● **What is required**
All that should be output is the block of lines below from the line with "find | person in puffer jacket" to the line with "find | yellow signboard", both included, exactly as written.

● **Data for analysis**
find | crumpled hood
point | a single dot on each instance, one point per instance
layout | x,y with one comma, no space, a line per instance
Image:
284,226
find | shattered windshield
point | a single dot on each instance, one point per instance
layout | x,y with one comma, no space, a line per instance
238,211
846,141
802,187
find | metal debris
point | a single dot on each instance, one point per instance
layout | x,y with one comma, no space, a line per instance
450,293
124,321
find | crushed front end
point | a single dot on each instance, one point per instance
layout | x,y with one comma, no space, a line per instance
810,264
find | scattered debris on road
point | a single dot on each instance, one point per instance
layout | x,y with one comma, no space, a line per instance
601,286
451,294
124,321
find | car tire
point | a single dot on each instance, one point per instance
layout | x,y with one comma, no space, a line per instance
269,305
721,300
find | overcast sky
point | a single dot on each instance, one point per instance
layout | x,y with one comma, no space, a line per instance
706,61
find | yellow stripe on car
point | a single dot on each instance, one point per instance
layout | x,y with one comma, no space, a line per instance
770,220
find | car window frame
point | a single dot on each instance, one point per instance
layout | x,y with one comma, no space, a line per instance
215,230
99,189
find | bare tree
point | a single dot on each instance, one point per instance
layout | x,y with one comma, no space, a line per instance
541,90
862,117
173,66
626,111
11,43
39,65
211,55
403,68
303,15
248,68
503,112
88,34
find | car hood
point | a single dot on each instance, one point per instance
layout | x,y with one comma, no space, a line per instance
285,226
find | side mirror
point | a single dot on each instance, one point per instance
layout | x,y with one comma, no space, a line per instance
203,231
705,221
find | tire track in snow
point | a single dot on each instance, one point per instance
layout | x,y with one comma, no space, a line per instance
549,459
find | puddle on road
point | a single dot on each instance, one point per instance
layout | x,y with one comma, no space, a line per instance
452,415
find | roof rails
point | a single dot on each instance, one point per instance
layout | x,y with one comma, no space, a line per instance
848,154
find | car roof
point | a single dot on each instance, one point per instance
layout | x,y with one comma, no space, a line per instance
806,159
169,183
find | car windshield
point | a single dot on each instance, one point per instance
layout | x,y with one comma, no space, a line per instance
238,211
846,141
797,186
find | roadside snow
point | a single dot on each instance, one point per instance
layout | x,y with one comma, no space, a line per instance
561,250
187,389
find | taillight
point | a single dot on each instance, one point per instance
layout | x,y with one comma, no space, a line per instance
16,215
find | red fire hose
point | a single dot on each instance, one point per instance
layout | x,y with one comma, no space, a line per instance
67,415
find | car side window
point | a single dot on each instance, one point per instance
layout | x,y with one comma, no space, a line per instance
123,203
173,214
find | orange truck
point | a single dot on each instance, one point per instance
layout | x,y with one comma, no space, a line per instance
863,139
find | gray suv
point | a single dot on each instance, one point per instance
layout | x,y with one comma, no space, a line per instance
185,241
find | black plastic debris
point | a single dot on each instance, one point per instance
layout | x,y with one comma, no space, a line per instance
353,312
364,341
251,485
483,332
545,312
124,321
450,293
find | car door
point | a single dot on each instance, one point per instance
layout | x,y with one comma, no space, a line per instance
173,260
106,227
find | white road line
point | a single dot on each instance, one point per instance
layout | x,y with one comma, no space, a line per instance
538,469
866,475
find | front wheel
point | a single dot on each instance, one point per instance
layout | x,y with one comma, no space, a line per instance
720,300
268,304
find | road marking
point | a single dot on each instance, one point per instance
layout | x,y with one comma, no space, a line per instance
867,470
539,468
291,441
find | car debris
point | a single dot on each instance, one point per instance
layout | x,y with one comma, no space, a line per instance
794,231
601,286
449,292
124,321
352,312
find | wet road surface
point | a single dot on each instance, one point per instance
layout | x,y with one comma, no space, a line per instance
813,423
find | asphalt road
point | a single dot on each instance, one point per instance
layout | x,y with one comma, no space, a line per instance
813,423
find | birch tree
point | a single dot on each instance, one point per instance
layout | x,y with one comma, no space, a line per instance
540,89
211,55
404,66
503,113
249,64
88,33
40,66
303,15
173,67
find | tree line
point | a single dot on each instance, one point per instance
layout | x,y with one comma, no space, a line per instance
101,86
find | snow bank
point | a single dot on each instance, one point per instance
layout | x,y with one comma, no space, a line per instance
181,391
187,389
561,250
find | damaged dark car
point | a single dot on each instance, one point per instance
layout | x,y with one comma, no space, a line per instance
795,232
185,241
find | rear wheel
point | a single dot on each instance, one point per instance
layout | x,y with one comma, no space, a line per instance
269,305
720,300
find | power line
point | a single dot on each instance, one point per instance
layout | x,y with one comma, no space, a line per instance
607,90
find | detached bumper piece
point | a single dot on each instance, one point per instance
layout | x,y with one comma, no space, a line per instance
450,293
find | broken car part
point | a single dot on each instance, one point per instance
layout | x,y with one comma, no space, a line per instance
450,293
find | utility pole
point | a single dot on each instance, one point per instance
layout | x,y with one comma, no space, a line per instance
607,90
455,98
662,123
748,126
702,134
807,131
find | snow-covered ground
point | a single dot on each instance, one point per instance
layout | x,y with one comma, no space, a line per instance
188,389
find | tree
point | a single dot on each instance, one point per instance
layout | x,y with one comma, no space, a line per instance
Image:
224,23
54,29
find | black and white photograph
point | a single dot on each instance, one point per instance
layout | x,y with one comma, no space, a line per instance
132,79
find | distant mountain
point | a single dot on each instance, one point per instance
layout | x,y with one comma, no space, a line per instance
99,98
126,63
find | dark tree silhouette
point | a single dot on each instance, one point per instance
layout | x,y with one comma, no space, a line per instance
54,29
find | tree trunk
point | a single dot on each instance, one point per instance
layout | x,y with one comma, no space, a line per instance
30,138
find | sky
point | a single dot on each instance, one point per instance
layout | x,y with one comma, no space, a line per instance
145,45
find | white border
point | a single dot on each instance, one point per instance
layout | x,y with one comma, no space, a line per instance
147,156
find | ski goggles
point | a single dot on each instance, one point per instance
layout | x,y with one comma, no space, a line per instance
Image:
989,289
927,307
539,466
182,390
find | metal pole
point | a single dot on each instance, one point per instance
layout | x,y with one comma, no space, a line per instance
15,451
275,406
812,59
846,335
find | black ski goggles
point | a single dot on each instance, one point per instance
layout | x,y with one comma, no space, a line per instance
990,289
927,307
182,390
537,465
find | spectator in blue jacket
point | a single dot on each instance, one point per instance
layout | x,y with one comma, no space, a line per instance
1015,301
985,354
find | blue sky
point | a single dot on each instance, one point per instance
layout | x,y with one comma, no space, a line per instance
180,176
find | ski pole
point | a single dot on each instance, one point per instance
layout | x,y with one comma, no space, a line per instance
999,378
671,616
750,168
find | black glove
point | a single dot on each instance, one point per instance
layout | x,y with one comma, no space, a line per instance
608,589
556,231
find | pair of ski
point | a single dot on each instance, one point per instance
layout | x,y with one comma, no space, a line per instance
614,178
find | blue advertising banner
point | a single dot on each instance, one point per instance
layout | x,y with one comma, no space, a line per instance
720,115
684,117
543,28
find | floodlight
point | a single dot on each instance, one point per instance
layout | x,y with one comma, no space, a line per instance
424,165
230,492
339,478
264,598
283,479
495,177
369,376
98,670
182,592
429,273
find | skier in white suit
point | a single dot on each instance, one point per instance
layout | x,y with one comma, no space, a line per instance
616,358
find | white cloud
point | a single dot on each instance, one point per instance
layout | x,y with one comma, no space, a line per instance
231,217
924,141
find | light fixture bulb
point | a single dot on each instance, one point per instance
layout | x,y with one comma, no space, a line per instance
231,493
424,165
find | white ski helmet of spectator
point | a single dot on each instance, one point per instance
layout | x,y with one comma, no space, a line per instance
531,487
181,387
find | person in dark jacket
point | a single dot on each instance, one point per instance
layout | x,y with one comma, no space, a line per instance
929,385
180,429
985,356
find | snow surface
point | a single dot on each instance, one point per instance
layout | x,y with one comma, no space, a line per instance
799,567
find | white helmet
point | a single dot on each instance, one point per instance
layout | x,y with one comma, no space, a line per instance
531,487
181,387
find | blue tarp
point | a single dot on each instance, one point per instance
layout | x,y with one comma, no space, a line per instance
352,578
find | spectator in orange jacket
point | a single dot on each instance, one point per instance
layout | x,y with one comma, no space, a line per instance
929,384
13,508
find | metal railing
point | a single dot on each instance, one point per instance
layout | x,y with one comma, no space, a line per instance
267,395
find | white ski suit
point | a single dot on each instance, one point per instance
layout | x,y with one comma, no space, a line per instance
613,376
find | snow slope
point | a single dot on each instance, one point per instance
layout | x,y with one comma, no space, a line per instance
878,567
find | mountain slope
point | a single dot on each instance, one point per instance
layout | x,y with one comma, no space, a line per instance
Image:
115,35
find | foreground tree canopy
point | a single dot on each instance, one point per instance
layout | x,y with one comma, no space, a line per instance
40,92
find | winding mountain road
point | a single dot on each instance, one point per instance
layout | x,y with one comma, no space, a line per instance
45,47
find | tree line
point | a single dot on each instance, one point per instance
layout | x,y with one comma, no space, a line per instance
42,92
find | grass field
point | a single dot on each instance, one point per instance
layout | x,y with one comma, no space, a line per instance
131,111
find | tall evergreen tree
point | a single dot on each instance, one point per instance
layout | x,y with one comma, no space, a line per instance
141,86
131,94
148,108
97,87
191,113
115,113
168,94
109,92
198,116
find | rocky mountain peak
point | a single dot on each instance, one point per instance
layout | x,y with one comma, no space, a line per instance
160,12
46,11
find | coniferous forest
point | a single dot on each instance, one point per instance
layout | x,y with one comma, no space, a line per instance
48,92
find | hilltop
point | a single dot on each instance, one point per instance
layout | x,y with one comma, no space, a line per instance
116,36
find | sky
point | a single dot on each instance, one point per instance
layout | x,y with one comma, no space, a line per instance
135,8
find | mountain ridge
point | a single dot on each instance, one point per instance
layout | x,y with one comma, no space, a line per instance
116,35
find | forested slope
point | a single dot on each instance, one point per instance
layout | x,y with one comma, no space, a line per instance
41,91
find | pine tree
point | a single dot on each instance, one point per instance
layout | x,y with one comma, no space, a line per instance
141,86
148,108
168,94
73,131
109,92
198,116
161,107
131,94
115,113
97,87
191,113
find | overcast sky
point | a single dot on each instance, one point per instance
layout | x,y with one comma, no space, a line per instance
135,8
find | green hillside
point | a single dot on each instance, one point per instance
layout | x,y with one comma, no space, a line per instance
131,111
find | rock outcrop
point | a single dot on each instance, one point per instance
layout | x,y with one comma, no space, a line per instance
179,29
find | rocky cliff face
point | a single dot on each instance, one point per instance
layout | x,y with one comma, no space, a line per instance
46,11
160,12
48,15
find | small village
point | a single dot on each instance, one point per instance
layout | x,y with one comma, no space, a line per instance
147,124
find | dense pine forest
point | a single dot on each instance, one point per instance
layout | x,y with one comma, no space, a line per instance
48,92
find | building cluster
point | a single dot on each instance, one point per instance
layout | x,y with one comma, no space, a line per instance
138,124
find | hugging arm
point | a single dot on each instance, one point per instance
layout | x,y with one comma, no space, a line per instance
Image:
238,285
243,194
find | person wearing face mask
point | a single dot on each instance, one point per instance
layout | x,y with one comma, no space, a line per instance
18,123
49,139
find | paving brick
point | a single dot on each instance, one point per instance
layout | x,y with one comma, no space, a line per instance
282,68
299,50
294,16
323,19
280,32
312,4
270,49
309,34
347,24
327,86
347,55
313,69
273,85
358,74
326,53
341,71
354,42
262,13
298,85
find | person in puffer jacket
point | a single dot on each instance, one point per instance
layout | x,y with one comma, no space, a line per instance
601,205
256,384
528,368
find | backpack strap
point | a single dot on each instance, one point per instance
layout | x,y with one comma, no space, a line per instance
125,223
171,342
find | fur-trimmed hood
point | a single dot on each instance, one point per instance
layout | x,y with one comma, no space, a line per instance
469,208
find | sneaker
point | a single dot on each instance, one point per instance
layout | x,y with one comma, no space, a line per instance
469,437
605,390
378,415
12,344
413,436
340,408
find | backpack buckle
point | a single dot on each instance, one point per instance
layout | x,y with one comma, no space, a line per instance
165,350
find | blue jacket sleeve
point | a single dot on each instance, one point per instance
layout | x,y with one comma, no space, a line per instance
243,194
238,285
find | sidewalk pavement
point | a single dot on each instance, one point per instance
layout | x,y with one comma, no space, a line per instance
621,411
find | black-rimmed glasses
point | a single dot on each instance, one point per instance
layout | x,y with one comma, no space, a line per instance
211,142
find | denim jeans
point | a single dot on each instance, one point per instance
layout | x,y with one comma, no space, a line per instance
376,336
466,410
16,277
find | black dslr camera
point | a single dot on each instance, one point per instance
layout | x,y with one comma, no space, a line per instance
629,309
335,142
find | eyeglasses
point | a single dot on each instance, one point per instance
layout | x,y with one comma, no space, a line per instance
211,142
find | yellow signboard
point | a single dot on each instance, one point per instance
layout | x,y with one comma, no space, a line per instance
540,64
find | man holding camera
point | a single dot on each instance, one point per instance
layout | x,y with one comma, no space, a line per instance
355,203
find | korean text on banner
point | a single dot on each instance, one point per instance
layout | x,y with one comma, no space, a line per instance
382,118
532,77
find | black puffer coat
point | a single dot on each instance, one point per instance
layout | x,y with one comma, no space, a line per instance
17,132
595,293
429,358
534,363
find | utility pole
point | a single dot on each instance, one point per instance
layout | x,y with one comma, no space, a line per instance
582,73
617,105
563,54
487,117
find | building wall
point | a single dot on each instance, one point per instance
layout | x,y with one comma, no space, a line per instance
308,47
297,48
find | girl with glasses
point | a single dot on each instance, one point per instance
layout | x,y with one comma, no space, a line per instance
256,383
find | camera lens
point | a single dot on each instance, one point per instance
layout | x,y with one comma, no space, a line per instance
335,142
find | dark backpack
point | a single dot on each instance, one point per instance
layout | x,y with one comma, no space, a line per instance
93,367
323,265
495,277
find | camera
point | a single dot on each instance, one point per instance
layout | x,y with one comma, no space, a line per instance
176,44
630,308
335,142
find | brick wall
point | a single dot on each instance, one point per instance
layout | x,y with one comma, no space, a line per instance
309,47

● **Response area**
find | person in puffer jacket
point | a single dot on each instance, one point per instance
layout | x,y with one comma, no space, a line per instance
601,205
256,384
528,368
find | backpack strap
point | a single dot on each instance, one point per instance
layout | x,y with one comma, no space, a line per instance
125,223
171,342
find | fur-trimmed hood
point | a single dot on each instance, one point per instance
layout | x,y with one comma, no space, a line per instance
469,208
find | sneaker
point | a single dot on each instance, one point per instance
layout | x,y with one comma, no space, a line per instance
469,437
605,390
378,415
12,344
413,436
340,408
find | backpack buckle
point | a single dot on each instance, one point per instance
layout | x,y with one comma, no space, a line per instance
165,350
find | blue jacket sleeve
point | a single dot on each instance, one point per instance
layout | x,y with one comma, no space, a line per instance
243,194
238,285
find | sidewalk pavement
point | a single dot on each instance, one point per instance
layout | x,y with one comma, no space, a line per instance
621,411
find | black-rimmed glasses
point | a single dot on each instance, one point per instance
layout | x,y with one comma, no space, a line per instance
211,142
find | denim jeans
point | a single dot on each instance, one point per instance
layout | x,y with one comma, no space, a line per instance
376,336
466,410
16,277
find | black dslr camera
point | a single dot on each instance, one point per instance
layout | x,y with one comma, no space, a line per instance
629,309
335,142
find | eyeglasses
point | a single dot on each instance, one point per instance
layout | x,y with one comma, no space, a line per instance
211,142
find | yellow signboard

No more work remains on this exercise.